## PETUNJUK TUGAS
Silakan lanjutkan tulisan tentang perjuangan Papua Barat di bawah, mulai dari sesudah kalimat terakhirnya.

## TEKS BACAAN
• • •

|
|
Theys H. Eluay:
Perjuangan Papua Barat adalah Untuk Mendapatkan Pengakuan atas
Kemerdekaan yang Sudah Ada, TAPI MENGAPA???
Ketiga, Alm. Ondofolo Dortheys Hiyo Eluay pernah katakan dalam wawancaranya dengan Tempo Interaktif bahwa "Perjuangan bangsa Papua di Papua Barat berbeda dengan perjuangan rakyat Timor Leste karena perjuangan orang Papua bukan untuk mencapai kemerdekaan, tetapi untuk merebut kembali kemerdekaan yang sudah ada, yang dirampas oleh neo-kolonialisme
Indonesia."
Benarkah demikian? Tetapi kenapa Timor Leste merdeka dan berdaulat duluan? Atau mengapa Papua Barat lebih lama berjuang daripada teman-teman sebangsa Melanesia di Timor Leste?
Jawabannya sudah kita lihat dalam surat sebelumnya, mengulas kata-kata Ketua PDP atau beliau lebih senang dipanggil Ketua Dewan Adat Papua sekarang, Thom Beanal. Juga ulasan ucapan Alm. Theys sebelumnya juga telah memperjelas, tetapi mari kita lihat kelanjutan ceritanya.
Kira-kira alasan pertama yang orang Papua, khususnya elit politik Papua Barat selalu beralasan bahwa teman-teman di Timor Leste untung karena mereka mendapat dukungan politik dan financial dari negara jajahannya Portugal, dan dalam hal ini Papua Barat diabaikan sama sekali oleh penguasa kolonial Belanda.
Benarkah begitu?
Betul, Portugal adalah negara termiskin di seluruh negara-negara di European Union, tetapi sebagai negara Eropa telah berbuat banyak dalam mempromosikan kemerdekaan Timor Leste.

• • •

## DATA YANG DIBERIKAN
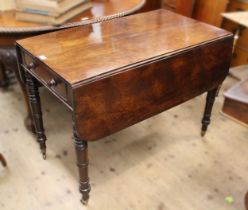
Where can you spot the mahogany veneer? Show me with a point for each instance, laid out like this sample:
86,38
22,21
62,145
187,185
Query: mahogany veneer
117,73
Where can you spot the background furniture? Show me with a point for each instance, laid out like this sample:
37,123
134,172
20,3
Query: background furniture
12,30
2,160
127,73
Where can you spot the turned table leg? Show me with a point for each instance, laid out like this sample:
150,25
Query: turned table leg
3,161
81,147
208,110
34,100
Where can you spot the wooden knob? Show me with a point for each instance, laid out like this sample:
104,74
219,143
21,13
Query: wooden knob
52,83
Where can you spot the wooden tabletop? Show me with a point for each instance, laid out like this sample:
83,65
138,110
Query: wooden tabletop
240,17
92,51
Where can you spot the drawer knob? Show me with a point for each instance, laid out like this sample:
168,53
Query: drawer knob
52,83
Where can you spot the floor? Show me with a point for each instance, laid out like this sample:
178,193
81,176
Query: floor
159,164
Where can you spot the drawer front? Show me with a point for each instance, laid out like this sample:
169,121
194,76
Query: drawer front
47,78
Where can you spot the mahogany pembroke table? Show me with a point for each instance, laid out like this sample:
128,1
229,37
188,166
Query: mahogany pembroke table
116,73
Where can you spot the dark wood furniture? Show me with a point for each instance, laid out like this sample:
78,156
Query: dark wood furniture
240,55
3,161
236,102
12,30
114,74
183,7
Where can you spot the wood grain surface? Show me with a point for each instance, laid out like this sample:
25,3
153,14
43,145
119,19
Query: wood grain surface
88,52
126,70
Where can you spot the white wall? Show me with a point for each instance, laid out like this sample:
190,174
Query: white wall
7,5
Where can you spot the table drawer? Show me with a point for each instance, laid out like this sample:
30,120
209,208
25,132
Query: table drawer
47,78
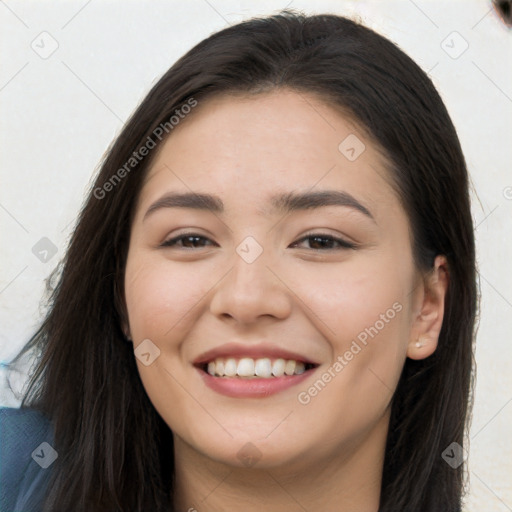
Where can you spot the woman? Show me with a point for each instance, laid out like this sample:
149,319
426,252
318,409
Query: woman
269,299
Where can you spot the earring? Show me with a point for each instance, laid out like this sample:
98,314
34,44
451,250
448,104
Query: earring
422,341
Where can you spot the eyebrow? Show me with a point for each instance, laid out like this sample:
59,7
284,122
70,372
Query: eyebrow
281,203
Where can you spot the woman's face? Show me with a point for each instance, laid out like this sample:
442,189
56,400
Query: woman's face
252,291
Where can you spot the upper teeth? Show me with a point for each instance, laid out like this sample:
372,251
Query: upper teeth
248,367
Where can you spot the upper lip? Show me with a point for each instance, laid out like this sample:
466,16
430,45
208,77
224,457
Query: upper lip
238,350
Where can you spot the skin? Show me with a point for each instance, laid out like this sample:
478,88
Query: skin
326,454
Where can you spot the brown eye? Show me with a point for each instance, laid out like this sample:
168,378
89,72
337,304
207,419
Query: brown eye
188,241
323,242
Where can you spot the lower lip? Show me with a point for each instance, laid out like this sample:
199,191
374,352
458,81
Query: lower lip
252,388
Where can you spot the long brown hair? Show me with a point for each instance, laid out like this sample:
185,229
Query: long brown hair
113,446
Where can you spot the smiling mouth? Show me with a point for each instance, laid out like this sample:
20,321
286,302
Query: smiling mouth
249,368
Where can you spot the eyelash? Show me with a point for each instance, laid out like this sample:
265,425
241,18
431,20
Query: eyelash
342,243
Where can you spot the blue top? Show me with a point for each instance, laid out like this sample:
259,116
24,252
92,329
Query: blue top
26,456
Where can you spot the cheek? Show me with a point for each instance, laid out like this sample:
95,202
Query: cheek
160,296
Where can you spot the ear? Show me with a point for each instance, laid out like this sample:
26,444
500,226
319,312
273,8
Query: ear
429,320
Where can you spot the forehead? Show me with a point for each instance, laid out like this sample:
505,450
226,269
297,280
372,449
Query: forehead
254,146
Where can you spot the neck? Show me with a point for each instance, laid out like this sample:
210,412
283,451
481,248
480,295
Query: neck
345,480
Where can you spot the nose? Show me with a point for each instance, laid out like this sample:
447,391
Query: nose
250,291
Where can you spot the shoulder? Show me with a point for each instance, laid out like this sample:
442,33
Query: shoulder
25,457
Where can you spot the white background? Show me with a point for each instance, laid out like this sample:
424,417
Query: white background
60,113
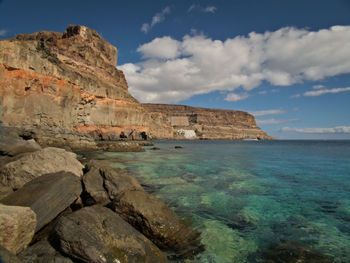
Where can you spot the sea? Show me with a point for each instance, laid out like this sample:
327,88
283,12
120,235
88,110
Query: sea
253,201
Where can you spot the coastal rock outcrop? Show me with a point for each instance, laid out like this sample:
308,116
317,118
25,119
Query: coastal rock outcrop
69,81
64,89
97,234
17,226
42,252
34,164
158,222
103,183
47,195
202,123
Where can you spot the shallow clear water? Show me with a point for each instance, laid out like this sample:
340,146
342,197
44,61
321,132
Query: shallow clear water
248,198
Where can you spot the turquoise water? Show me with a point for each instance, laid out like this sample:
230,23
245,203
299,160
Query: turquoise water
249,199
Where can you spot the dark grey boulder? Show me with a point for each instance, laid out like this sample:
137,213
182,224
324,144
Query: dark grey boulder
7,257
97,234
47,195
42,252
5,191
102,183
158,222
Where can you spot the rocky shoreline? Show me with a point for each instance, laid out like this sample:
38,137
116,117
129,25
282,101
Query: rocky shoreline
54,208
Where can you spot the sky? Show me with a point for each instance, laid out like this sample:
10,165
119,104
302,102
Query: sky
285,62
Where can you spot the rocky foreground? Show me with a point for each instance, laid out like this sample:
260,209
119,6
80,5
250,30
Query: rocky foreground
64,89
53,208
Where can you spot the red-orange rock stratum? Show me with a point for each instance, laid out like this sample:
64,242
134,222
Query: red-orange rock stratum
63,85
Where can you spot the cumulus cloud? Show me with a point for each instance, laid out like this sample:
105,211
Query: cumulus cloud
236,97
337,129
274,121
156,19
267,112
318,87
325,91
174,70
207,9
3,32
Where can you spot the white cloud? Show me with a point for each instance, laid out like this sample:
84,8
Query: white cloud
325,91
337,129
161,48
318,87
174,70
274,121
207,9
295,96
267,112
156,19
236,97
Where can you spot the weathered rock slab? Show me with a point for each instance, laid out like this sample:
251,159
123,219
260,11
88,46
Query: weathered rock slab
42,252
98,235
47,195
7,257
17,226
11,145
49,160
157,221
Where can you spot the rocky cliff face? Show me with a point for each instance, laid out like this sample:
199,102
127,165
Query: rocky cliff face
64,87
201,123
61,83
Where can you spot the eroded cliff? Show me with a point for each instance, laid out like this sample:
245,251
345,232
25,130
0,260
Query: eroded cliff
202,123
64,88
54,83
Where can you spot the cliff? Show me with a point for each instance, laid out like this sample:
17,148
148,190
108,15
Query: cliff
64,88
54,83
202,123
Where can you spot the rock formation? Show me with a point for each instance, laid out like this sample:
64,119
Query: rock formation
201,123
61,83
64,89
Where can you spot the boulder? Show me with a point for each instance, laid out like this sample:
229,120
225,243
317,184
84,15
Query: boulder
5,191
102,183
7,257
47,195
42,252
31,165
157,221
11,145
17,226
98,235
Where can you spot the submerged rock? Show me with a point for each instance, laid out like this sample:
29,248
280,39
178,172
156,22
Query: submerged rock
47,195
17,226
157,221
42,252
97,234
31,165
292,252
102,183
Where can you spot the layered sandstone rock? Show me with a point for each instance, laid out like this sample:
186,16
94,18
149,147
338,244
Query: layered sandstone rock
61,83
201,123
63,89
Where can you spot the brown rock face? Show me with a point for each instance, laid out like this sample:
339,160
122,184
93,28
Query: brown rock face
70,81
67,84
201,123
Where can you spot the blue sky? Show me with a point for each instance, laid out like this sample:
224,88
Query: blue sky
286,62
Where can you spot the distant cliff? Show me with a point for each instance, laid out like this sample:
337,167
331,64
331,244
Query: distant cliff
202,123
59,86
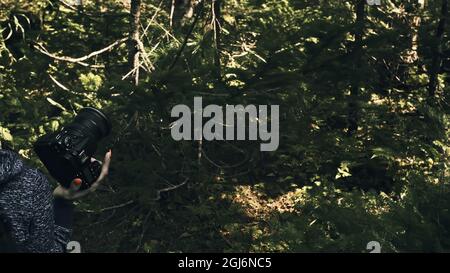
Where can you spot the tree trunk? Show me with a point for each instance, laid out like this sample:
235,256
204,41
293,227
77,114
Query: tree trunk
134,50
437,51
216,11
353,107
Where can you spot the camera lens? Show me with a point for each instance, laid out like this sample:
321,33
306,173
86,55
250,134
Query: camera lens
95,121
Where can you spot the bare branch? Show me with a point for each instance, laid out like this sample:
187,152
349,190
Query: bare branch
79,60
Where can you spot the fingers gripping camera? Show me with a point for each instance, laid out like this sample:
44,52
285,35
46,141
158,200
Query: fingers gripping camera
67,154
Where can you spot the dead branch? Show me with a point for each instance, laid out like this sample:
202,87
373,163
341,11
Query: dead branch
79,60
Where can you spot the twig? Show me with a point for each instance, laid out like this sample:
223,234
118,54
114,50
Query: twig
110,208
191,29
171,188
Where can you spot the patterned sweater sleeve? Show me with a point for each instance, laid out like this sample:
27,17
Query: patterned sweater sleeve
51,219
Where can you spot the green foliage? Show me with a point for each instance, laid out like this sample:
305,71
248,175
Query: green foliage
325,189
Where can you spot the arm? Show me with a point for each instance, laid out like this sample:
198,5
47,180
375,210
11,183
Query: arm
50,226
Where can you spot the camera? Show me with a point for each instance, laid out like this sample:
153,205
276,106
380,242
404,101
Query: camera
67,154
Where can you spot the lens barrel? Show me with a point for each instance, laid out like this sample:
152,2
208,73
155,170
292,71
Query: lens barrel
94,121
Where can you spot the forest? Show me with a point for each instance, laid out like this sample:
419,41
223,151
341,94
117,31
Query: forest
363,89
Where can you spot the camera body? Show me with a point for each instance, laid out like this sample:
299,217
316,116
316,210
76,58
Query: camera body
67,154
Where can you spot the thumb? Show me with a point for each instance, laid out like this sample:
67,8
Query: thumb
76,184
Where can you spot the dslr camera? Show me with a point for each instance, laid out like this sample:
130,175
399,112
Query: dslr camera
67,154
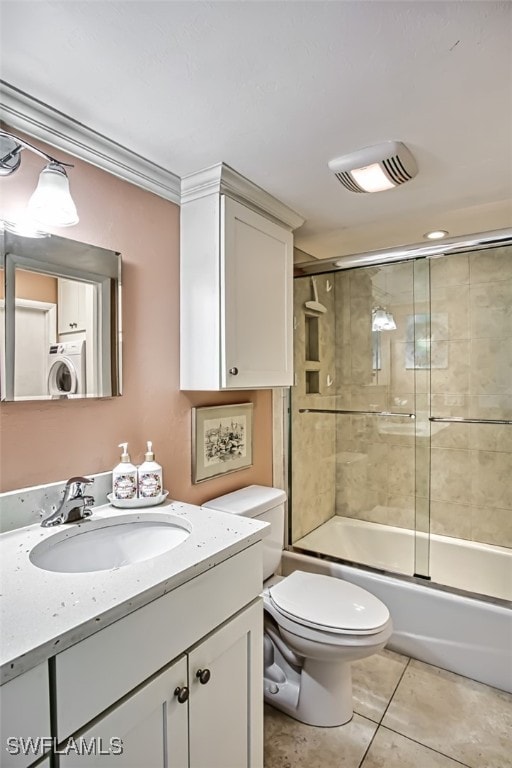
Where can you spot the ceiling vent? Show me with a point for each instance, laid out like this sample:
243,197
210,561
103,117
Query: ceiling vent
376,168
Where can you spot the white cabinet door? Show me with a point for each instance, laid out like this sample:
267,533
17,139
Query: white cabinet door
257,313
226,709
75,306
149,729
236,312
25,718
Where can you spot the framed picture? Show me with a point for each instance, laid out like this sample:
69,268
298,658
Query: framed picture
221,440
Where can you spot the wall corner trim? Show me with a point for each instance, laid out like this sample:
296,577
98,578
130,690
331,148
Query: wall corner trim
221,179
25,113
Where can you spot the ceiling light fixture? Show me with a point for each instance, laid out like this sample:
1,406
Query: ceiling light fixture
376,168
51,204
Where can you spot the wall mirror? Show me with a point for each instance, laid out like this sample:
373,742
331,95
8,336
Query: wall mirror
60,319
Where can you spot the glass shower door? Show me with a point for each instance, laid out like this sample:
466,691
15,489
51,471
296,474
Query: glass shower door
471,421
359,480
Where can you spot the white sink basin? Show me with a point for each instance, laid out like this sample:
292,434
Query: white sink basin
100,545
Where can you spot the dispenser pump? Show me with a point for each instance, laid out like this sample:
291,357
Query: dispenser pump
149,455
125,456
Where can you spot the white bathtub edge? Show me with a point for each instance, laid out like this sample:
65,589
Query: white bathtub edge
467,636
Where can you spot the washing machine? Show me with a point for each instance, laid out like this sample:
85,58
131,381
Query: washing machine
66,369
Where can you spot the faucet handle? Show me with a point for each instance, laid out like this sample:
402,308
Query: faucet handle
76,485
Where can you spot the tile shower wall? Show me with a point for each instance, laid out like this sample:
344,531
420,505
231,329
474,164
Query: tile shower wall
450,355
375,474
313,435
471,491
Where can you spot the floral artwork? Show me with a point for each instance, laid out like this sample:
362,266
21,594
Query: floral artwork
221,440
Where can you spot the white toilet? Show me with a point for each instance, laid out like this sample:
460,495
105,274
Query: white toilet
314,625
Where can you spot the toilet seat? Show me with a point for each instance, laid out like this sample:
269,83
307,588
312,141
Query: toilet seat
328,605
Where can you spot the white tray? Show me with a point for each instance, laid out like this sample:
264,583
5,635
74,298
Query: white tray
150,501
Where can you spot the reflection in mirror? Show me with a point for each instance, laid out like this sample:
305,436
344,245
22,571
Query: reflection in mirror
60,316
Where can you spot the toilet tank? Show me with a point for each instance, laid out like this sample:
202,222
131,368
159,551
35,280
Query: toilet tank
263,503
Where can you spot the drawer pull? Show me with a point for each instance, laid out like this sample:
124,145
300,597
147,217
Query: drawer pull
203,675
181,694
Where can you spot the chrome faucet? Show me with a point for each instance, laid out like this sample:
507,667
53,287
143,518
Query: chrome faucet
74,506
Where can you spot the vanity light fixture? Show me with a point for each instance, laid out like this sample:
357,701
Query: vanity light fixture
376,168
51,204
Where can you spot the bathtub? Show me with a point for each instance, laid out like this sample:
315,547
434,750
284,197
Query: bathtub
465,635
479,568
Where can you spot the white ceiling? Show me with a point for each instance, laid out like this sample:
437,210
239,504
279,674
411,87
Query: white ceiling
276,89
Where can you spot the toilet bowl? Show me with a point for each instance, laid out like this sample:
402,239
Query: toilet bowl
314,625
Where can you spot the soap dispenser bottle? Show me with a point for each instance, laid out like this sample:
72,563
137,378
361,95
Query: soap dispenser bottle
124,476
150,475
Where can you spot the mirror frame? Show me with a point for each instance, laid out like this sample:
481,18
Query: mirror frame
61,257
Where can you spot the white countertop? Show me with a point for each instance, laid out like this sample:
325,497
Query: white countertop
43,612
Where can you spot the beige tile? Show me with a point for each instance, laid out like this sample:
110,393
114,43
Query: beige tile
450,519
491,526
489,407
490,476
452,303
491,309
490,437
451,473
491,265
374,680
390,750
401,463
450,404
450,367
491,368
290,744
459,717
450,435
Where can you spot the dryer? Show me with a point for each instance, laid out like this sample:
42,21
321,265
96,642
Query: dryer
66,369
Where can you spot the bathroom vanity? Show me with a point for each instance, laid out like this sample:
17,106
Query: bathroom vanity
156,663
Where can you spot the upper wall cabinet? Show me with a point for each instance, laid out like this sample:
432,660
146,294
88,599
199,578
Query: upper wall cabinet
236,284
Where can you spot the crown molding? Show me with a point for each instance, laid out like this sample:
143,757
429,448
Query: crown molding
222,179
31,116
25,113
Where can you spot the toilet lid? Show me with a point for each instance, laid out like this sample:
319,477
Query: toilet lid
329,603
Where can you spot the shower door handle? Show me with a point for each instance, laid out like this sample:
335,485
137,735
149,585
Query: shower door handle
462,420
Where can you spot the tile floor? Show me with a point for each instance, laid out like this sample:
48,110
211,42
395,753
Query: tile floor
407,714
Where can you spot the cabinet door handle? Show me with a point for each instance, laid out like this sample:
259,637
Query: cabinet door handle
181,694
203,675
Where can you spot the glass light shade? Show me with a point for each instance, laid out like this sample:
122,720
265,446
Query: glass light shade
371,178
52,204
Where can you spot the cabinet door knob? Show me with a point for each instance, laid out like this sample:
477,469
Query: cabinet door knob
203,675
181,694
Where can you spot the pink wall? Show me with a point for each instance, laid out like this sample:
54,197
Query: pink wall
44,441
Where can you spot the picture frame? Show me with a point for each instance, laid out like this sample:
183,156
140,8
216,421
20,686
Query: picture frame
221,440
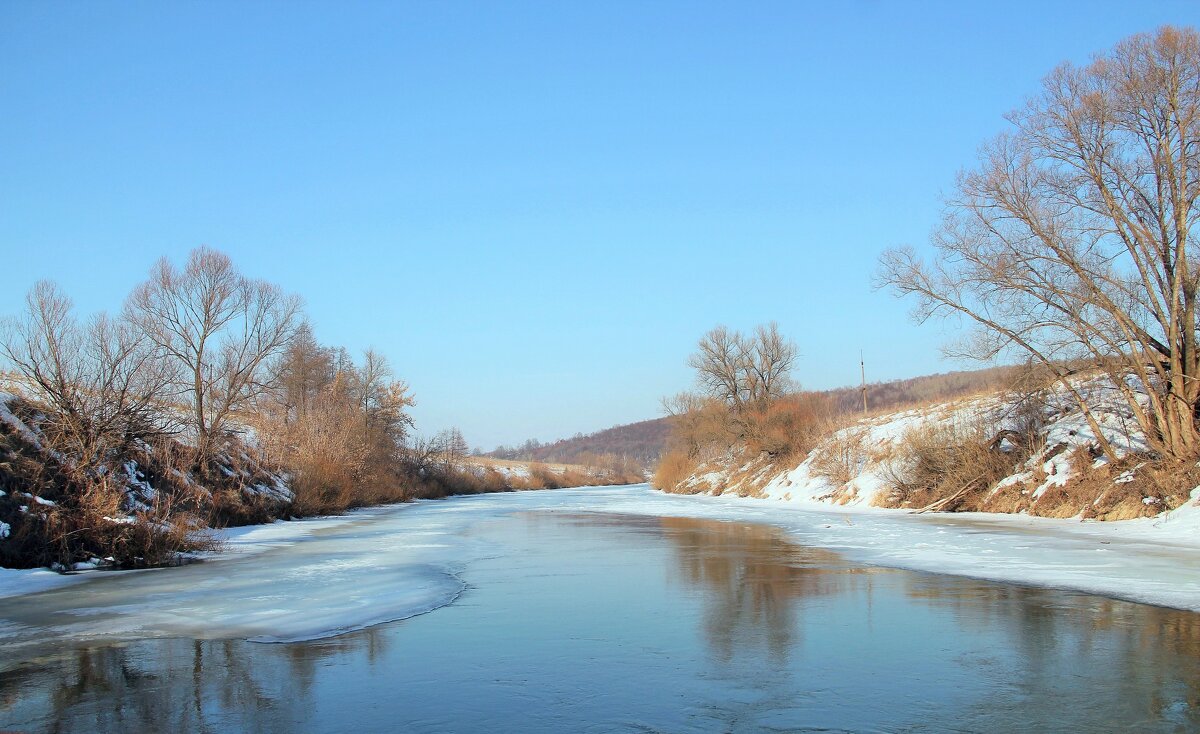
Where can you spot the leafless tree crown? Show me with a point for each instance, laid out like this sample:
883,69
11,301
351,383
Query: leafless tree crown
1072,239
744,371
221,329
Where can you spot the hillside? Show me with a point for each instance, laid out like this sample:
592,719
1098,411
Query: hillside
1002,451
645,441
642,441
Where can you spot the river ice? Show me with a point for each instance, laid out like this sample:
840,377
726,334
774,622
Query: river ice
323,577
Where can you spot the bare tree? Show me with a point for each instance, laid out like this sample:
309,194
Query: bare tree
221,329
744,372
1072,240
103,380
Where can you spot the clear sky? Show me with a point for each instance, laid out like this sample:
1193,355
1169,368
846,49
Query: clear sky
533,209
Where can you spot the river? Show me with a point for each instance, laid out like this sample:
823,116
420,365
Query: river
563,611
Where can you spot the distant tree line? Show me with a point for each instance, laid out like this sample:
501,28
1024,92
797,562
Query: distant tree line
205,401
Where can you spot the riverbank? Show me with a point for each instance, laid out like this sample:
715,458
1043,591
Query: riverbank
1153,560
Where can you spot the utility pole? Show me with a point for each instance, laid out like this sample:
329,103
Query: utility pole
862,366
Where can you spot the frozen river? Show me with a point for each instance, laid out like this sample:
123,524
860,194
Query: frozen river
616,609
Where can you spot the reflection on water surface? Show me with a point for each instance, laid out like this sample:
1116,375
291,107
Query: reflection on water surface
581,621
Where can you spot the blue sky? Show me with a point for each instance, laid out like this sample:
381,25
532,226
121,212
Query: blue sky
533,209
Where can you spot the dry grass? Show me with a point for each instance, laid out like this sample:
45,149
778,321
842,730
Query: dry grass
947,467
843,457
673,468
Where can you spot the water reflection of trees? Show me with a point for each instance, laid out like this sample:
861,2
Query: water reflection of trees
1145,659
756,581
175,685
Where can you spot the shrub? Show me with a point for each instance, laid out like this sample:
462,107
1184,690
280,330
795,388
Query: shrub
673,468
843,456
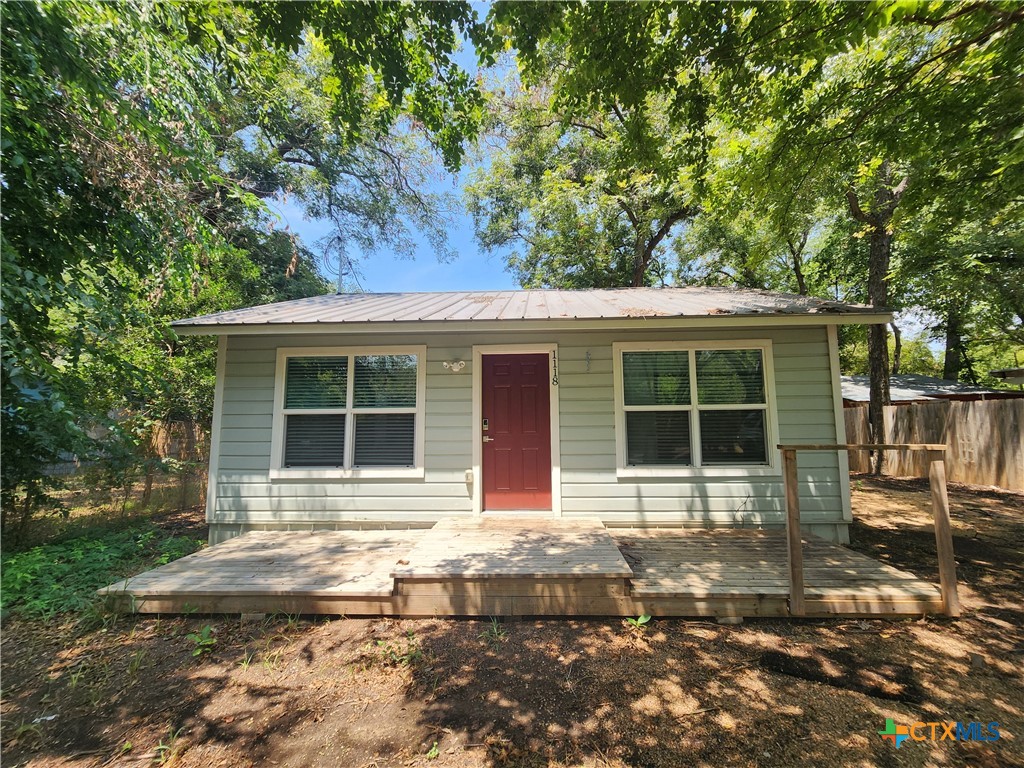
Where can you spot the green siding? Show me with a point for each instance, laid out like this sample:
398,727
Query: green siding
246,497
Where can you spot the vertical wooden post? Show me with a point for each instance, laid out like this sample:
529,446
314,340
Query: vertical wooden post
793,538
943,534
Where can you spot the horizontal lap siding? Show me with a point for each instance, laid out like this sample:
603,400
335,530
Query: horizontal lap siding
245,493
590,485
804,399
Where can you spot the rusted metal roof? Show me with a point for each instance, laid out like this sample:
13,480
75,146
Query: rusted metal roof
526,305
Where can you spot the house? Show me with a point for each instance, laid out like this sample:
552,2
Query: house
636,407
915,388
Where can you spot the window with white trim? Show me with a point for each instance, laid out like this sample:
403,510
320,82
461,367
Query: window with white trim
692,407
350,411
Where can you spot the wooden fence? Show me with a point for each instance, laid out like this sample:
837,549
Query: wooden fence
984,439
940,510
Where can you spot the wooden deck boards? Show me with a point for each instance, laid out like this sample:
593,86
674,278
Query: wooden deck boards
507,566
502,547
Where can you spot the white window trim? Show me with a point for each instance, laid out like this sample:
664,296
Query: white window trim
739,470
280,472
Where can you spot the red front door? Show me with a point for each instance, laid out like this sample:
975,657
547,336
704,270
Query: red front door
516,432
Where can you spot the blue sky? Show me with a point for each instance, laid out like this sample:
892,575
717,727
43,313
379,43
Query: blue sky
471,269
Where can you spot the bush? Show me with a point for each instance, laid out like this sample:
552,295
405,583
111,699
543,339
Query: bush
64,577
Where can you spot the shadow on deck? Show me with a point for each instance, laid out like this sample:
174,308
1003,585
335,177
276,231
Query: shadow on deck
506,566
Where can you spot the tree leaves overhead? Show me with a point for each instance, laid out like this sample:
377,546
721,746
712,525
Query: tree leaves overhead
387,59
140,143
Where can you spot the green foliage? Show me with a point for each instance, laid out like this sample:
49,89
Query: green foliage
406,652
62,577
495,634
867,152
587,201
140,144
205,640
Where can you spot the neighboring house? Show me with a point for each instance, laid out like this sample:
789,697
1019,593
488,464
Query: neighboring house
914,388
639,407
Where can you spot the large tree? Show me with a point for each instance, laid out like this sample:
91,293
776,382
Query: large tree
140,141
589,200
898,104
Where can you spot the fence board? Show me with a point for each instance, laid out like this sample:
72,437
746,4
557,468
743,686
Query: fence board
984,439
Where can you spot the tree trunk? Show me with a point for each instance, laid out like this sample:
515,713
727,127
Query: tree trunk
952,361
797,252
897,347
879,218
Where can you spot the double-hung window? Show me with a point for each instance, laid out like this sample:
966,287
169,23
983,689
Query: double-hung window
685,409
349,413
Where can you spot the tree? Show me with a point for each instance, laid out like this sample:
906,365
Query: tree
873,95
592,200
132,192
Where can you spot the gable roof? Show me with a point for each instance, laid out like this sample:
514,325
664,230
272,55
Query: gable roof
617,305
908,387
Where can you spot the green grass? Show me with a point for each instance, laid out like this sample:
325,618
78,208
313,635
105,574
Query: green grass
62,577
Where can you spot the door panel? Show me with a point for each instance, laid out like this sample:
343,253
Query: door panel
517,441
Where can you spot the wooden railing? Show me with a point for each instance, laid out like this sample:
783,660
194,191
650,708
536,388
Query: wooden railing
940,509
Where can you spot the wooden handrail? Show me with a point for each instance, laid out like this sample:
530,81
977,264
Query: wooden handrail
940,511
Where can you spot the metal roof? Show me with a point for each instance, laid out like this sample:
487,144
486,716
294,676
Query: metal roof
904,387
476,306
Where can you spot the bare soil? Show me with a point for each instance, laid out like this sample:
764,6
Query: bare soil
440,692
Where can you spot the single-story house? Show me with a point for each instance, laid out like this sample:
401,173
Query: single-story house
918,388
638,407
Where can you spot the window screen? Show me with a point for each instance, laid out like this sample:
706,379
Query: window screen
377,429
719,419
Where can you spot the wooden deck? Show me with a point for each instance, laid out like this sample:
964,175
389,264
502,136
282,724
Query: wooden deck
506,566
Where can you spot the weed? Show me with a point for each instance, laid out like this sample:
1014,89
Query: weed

• • •

## JAWABAN
Ada elit politik lain, khususnya mereka yang banyak dengar dari orang-orang Barat dan orang Indonesia beralasan bahwa Timor Leste adalah bekas jajahan Portugal, dan orang Papua punya penjajah sama dengan orang Indonesia, yaitu Belanda, jadi kita patut atau tidak punya alasan kuat untuk memisahkan diri, lebih sulit daripada orang Melanesia di Timor Leste.
Betul demikian?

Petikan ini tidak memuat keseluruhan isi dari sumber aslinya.